▸ **Passage for review**
━━━

Route Irish

When best friend, and fellow security contractor, Frankie (John Bishop), is killed in suspicious circumstances, balding grump Fergus (Mark Womack) makes it his own personal mission to find out what really happened in Iraq. Now back home in Liverpool, Fergus enlists the help of his bessie mate’s distraught widow (Andrea Lowe), an Iraqi musician (Talib Hamafraj) and Skype to investigate the Private Military and the role its hierarchy might have played in his friend’s death. In possession of a mobile phone containing footage of Frankie’s squadron gunning down a civilian taxi, Fergus is soon fighting for survival against a company desperate to cover up the incident at any cost.

Route Irish, named after the deadliest stretch of road on the planet, connecting as it does the international zone and Baghdad International Airport, is the latest film from Ken Loach and writer Paul Laverty, fresh from the acclaim of their last feature together Looking For Eric. Having missed its début at Cannes (by about nine months and 1,396 miles), I caught Route Irish at the seventh annual Glasgow Film Festival, well aware of the buzz generated from the film’s late submission to the former festival, just two days before it began.

It was with great disappointment, then, that Loach’s thesis on the privatisation of war proves so derivative in its handling. Effectively an unremarkable conspiracy thriller that jumps back and forth between Iraq and Liverpool, Route Irish pulls few punches in its unfortunately stagnant narrative, which plays like an uninspired mix of Death Wish, Green Zone and, by film’s end, a humourless Sexy Beast. Forgettable for all but a brutal portrait of water-boarding, the film is a collection of genre clichés that casts mannequins in the place of its antagonists and a shouty brute as its hero, relying on a laughably underdeveloped MacGuffin for the majority of its plot points.

━━━

▸ **Source material**
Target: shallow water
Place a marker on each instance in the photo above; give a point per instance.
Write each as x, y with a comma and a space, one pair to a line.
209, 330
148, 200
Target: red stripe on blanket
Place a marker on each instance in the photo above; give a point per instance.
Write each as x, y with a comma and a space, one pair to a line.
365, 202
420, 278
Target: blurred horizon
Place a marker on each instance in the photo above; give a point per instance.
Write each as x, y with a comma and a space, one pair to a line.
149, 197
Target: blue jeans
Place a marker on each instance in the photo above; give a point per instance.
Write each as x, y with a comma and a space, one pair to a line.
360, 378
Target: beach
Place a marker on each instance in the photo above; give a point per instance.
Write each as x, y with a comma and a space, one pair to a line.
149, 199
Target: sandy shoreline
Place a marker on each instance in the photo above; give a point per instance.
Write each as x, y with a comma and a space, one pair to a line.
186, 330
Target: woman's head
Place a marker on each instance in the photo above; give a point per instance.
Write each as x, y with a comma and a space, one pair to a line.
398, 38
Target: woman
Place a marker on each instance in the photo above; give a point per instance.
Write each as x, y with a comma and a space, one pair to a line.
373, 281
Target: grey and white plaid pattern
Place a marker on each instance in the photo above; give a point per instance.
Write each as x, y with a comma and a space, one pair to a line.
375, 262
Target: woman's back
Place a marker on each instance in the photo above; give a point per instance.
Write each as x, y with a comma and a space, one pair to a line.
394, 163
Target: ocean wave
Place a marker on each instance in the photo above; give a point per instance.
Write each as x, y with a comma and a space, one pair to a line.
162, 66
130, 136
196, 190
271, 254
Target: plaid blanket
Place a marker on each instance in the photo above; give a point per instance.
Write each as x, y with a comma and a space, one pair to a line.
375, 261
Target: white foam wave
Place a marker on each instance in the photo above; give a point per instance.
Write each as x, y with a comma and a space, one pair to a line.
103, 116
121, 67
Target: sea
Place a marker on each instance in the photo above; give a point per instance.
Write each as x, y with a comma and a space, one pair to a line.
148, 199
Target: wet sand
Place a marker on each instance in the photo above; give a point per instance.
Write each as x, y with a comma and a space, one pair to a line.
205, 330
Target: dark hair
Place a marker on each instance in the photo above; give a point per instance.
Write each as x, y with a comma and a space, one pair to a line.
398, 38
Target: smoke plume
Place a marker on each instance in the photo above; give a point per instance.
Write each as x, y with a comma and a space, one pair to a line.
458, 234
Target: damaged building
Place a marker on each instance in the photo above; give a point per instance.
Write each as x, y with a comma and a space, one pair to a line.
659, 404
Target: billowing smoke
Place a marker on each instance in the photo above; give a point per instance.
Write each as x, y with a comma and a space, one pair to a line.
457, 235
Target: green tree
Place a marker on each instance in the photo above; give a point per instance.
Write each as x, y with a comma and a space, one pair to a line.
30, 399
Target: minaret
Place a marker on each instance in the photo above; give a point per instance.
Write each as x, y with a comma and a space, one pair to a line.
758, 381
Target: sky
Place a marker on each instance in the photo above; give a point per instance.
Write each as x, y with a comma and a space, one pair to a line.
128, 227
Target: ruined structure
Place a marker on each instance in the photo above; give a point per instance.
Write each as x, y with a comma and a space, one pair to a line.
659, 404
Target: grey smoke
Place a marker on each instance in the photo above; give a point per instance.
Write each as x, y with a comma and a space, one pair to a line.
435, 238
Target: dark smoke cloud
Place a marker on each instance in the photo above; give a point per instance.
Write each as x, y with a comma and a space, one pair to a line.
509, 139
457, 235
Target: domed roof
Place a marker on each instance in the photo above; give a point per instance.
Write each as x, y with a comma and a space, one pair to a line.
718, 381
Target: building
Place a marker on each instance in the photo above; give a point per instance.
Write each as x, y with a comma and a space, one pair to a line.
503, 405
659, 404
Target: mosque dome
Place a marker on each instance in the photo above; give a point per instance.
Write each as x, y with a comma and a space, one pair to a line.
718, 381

━━━

▸ **Exercise requirements**
1/ Answer these questions using the Route Irish review:
(a) Which actor plays Frankie?
(b) Which two places does the road called Route Irish connect?
(c) At which festival did the reviewer see the film?
2/ Write the next few paragraphs of the Route Irish review, picking up right after its last sentence.

▸ **Written responses**
1/
(a) John Bishop
(b) The international zone and Baghdad International Airport
(c) The seventh annual Glasgow Film Festival

2/
It is comedian John Bishop who makes the biggest impact as the doomed Frankie, a good guy whom bad things happen to who provides the only real character to his mercenary. Reduced to fleeting flashbacks and found footage, the rest of the characters bring a distracting inconsequentiality to proceedings as the audience is left to watch a revenge thriller unfold in which they have little investment. While Loach’s cause may be a deserving one, it is not done justice with a few raised voices, fisticuffs and explosives. In fact, had Loach dropped the narrative completely, the devastating archive footage alone would have proved a more emotive and dignified piece of propaganda.

A worthy subject matter lost in the spittle and insignificance of a Liverpudlian bar brawl, Route Irish is a disappointingly generic thriller that undermines its own cause by shooting first and asking questions later. Overplotted and under-scripted, Loach’s latest is as unexciting as its cinematography, the film’s bite as dulled as Chris Menges’ lens.